PROVIDED PASSAGE:
+++
It’s also partially interesting that so many people were duped, but I am not in the hard rock scene. I’m not saying I wouldn’t be duped, and I don’t think I’d be looking so far as to be investigating the addresses of supposed booking agencies, but if a band like Threatin was actually playing to thousands of people, and there was supposed video footage of it, I think I would have heard of them (if I were in the hard rock scene), not only in the wider circle of the scene, but from friends talking about them (ye olde “word of mouth”). How is it that so many people fell for this without thinking “okay, who else has heard of this band?” Not too many bands are playing to thousands of people, and when they are, somebody else has actually heard of them.
posted by gucci mane at 10:31 AM on December 19, 2018 [3 favorites]


We truly live in the Age of The Troll.

Talk about a big let down. Of all the periods of humanity, The Iron Age; The Industrial Age; The Atomic Age; The Space Age; The Information Age?

No. We get stuck with The Troll Age. Jesus Christ.
posted by You Stay 'Ere An Make Sure 'E Doesn't Leave at 10:36 AM on December 19, 2018 [4 favorites]


Omg how could I forget Andrew WK. For over a decade now people have been debating whether or not AWK is “real” or a conglomeration of multiple people or what the hell, and yet “he” has sold millions of albums and had tons of gigantic, successful tours. If Threatin had a bit more acumen he could have done something similar.
posted by gucci mane at 10:50 AM on December 19, 2018 [6 favorites]


but if a band like Threatin was actually playing to thousands of people, and there was supposed video footage of it, I think I would have heard of them (if I were in the hard rock scene)

This is no doubt why he came to the UK (and planned other European dates that didn't end up happening). Until stuff properly blows up popularity-wise, we aren't going to hear about bande filling clubs in the states, certainly not all of them. Even if you're in whatever scene. They're still pretty siloed, geographically. Hell, I know shit all about the interesting stuff that's happening in Scotland, and they know shit all about the Midlands. No way we know every underground band, no matter how exciting or up-and-coming, from the states.

And as soon as he'd played a few shows here, the word was well and truly on the grapevine.
+++
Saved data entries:
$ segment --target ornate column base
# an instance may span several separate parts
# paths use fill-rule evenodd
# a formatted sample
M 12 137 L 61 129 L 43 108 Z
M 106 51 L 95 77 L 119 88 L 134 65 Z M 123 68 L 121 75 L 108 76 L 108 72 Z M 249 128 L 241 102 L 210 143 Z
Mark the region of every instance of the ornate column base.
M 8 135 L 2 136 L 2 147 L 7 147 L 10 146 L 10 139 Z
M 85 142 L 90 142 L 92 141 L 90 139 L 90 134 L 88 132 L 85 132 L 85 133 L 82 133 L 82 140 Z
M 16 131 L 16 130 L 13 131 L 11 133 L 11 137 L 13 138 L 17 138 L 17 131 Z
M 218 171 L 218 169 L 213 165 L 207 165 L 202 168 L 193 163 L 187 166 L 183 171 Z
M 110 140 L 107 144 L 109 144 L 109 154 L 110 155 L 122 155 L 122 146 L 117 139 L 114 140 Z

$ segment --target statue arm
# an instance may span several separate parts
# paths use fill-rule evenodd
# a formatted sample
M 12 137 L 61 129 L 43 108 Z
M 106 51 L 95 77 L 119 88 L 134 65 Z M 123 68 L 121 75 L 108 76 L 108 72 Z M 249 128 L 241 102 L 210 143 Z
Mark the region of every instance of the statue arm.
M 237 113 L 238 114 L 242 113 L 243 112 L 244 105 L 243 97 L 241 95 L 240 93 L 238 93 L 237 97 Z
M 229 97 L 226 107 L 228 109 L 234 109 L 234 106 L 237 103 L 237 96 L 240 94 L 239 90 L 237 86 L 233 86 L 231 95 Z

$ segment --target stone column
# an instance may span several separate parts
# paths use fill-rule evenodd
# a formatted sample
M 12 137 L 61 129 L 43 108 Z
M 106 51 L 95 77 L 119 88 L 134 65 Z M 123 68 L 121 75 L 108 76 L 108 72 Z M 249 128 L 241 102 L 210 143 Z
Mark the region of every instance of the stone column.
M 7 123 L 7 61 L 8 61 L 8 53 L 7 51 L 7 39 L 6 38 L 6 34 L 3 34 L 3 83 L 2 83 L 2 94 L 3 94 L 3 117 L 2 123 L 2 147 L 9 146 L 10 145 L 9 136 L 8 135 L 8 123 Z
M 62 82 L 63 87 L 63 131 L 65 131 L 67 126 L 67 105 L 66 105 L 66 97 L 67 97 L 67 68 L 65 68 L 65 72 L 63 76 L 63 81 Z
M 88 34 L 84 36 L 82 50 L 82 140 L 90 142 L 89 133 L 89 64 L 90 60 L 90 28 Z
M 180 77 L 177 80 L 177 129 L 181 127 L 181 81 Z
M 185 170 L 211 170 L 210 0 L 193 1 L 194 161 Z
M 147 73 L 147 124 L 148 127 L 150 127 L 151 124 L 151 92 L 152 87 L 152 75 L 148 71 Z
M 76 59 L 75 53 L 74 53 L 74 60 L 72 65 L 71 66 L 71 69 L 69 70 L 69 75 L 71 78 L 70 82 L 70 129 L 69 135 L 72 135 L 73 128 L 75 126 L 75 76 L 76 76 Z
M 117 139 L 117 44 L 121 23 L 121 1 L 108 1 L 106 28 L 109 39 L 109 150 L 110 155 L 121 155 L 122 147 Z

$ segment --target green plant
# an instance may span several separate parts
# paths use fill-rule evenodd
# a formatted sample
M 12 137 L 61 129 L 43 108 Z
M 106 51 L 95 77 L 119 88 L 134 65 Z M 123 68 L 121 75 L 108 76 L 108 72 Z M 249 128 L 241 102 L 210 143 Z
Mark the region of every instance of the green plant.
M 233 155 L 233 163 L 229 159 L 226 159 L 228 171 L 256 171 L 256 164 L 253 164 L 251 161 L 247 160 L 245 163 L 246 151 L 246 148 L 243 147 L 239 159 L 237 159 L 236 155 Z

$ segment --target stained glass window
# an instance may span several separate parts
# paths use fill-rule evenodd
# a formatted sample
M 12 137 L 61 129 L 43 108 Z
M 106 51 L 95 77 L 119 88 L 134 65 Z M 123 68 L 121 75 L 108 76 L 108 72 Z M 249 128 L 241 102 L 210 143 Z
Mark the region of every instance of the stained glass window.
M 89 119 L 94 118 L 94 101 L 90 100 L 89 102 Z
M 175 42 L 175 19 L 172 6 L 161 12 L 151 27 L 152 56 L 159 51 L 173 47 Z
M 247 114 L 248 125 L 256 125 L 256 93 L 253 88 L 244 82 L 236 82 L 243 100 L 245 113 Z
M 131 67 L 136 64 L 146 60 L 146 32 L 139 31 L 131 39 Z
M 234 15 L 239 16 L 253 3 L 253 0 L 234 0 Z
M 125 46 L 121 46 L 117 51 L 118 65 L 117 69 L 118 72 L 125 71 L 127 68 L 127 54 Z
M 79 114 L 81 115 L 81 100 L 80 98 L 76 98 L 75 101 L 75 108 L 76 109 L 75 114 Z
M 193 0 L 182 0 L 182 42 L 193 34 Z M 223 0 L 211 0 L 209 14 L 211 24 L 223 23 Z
+++
WRITTEN TASK A:
Quote the forum comments about Threatin from "posted by You" up to and including "done something similar.".
WRITTEN TASK B:
Print the records from their very first line up to and including the line that contains "M 85 142 L 90".

EXERCISE RESPONSE A:
posted by You Stay 'Ere An Make Sure 'E Doesn't Leave at 10:36 AM on December 19, 2018 [4 favorites]


Omg how could I forget Andrew WK. For over a decade now people have been debating whether or not AWK is “real” or a conglomeration of multiple people or what the hell, and yet “he” has sold millions of albums and had tons of gigantic, successful tours. If Threatin had a bit more acumen he could have done something similar.

EXERCISE RESPONSE B:
$ segment --target ornate column base
# an instance may span several separate parts
# paths use fill-rule evenodd
# a formatted sample
M 12 137 L 61 129 L 43 108 Z
M 106 51 L 95 77 L 119 88 L 134 65 Z M 123 68 L 121 75 L 108 76 L 108 72 Z M 249 128 L 241 102 L 210 143 Z
Mark the region of every instance of the ornate column base.
M 8 135 L 2 136 L 2 147 L 7 147 L 10 146 L 10 139 Z
M 85 142 L 90 142 L 92 141 L 90 139 L 90 134 L 88 132 L 85 132 L 85 133 L 82 133 L 82 140 Z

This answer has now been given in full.